ASSIGNMENT: Retype the whole listing below precisely.

MATERIAL PROVIDED:
==*==
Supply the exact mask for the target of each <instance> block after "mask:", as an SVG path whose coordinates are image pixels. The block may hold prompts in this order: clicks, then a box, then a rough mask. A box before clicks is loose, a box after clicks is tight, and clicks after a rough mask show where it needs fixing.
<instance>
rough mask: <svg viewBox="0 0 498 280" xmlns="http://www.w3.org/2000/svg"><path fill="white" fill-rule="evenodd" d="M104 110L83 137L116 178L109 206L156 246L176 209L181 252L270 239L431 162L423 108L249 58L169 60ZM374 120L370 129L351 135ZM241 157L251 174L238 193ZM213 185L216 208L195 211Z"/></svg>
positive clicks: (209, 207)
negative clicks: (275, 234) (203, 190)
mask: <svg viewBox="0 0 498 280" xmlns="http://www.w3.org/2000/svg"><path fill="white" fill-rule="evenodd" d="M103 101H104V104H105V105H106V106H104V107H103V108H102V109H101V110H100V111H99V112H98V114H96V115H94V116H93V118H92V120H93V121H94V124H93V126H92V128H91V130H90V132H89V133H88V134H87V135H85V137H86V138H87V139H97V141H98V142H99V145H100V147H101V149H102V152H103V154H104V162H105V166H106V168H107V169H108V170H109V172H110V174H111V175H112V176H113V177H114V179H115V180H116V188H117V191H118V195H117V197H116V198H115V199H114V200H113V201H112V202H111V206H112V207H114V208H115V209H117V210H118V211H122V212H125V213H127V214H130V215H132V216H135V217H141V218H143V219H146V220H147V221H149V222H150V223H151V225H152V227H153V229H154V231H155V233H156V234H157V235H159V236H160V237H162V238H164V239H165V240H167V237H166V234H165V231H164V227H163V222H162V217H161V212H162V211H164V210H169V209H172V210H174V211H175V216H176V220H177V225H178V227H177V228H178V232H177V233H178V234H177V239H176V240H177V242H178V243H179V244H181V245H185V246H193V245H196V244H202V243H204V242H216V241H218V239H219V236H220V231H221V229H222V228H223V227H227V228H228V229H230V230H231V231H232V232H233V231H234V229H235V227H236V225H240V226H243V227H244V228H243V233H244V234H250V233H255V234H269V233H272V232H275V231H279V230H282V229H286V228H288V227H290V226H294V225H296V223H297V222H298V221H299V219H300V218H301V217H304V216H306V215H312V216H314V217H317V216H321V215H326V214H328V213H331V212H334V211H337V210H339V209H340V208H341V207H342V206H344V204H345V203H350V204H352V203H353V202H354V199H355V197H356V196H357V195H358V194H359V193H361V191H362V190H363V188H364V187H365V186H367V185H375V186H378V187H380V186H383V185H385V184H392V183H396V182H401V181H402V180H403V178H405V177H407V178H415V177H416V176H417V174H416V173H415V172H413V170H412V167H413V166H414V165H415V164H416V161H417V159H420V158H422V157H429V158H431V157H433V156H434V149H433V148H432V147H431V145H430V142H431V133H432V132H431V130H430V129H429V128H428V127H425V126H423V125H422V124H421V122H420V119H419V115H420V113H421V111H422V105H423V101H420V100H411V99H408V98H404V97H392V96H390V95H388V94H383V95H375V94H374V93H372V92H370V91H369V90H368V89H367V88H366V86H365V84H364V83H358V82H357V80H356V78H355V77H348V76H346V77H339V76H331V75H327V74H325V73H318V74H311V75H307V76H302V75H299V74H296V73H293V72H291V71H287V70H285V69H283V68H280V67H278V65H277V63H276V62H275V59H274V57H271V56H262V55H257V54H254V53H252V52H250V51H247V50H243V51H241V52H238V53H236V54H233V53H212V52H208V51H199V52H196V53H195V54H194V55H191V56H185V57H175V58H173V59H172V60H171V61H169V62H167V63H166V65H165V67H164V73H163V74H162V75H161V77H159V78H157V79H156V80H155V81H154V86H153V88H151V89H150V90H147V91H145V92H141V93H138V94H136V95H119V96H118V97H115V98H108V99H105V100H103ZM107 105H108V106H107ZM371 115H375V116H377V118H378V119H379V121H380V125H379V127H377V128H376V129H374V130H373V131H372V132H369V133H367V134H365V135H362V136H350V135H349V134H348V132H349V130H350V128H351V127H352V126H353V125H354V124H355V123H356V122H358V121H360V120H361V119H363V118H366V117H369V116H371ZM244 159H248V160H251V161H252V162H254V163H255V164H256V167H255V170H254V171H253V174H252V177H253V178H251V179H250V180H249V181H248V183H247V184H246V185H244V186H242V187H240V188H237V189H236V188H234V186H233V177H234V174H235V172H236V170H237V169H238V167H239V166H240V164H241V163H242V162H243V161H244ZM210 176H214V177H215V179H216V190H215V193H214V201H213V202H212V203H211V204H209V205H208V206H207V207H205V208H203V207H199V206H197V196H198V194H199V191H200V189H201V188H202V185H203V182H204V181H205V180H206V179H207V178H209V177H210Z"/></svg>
==*==
SOLUTION FOR THIS TASK:
Supply the exact mask for the target of each <instance> block after "mask:", as an SVG path whose coordinates are image pixels. The block may hold prompts in this order: clicks, then a box, then a rough mask. A box before clicks is loose, a box after clicks is tight, and clicks after a rough mask show where it needs fixing.
<instance>
rough mask: <svg viewBox="0 0 498 280" xmlns="http://www.w3.org/2000/svg"><path fill="white" fill-rule="evenodd" d="M104 110L83 137L116 178L109 206L156 246L176 209L181 252L270 239L431 162L423 108L249 58L169 60ZM374 120L370 129L351 135ZM241 157L251 174L238 193ZM213 185L216 208L195 211Z"/></svg>
positive clicks: (209, 207)
negative clicks: (275, 234) (203, 190)
mask: <svg viewBox="0 0 498 280" xmlns="http://www.w3.org/2000/svg"><path fill="white" fill-rule="evenodd" d="M103 101H104V104H105V105H106V106H104V107H103V108H102V109H101V110H100V111H99V112H98V114H96V115H94V116H93V118H92V120H93V121H94V124H93V126H92V128H91V130H90V132H89V133H88V134H87V135H85V137H86V138H87V139H97V141H98V142H99V145H100V147H101V149H102V152H103V154H104V162H105V166H106V168H107V169H108V170H109V172H110V174H111V175H112V176H113V177H114V179H115V180H116V188H117V191H118V195H117V197H116V198H115V199H114V200H113V201H112V202H111V206H112V207H114V208H115V209H117V210H118V211H122V212H125V213H127V214H130V215H132V216H135V217H141V218H143V219H146V220H147V221H149V222H150V223H151V225H152V227H153V229H154V231H155V233H156V234H157V235H159V236H160V237H162V238H164V239H165V240H167V237H166V234H165V231H164V227H163V222H162V217H161V212H162V211H164V210H169V209H172V210H174V211H175V216H176V220H177V225H178V227H177V228H178V232H177V233H178V234H177V239H176V240H177V242H178V243H179V244H181V245H185V246H193V245H196V244H202V243H204V242H216V241H218V239H219V236H220V231H221V229H222V228H223V227H227V228H228V229H230V230H231V231H232V232H233V231H234V229H235V227H236V225H240V226H243V227H244V228H243V233H244V234H250V233H255V234H269V233H272V232H275V231H279V230H282V229H286V228H288V227H290V226H294V225H296V223H297V222H298V221H299V219H300V218H301V217H304V216H306V215H312V216H314V217H317V216H321V215H326V214H328V213H331V212H334V211H337V210H339V209H340V208H341V207H342V206H344V204H345V203H350V204H352V203H353V202H354V199H355V197H356V196H357V195H358V194H359V193H361V191H362V190H363V188H364V187H365V186H367V185H375V186H378V187H380V186H383V185H385V184H392V183H396V182H401V181H402V180H403V178H405V177H407V178H415V177H416V176H417V174H416V173H415V172H413V170H412V167H413V166H414V165H415V164H416V161H417V159H420V158H422V157H429V158H431V157H433V156H434V149H433V148H432V147H431V145H430V142H431V133H432V132H431V130H430V129H429V128H428V127H425V126H423V125H422V124H421V122H420V119H419V115H420V113H421V111H422V105H423V101H420V100H411V99H408V98H404V97H392V96H390V95H388V94H383V95H375V94H374V93H372V92H370V91H369V90H368V89H367V88H366V86H365V84H364V83H358V82H357V80H356V78H355V77H348V76H346V77H339V76H331V75H327V74H325V73H318V74H311V75H307V76H302V75H299V74H296V73H293V72H291V71H287V70H285V69H283V68H280V67H278V65H277V63H276V62H275V59H274V57H271V56H262V55H257V54H254V53H252V52H250V51H247V50H243V51H241V52H238V53H236V54H233V53H212V52H208V51H199V52H196V53H195V54H194V55H191V56H185V57H175V58H173V59H172V60H171V61H169V62H167V63H166V65H165V67H164V73H163V74H162V75H161V77H159V78H157V79H156V80H155V81H154V86H153V88H151V89H150V90H147V91H145V92H141V93H138V94H136V95H119V96H118V97H115V98H108V99H105V100H103ZM107 105H108V106H107ZM371 115H375V116H377V118H378V119H379V121H380V125H379V127H377V128H376V129H374V130H373V131H372V132H369V133H367V134H365V135H362V136H350V135H349V134H348V132H349V130H350V128H351V127H352V126H353V125H354V124H355V123H356V122H358V121H360V120H361V119H363V118H366V117H369V116H371ZM244 159H248V160H251V161H252V162H254V163H255V164H256V167H255V170H254V171H253V174H252V177H253V178H251V179H250V180H249V181H248V183H247V184H246V185H244V186H242V187H240V188H237V189H236V188H234V186H233V177H234V174H235V172H236V170H237V169H238V167H239V166H240V164H241V163H242V162H243V161H244ZM210 176H214V177H215V179H216V190H215V193H214V201H213V202H212V203H211V204H209V205H208V206H207V207H205V208H203V207H199V206H197V196H198V194H199V191H200V189H201V188H202V185H203V182H204V181H205V180H206V179H207V178H209V177H210Z"/></svg>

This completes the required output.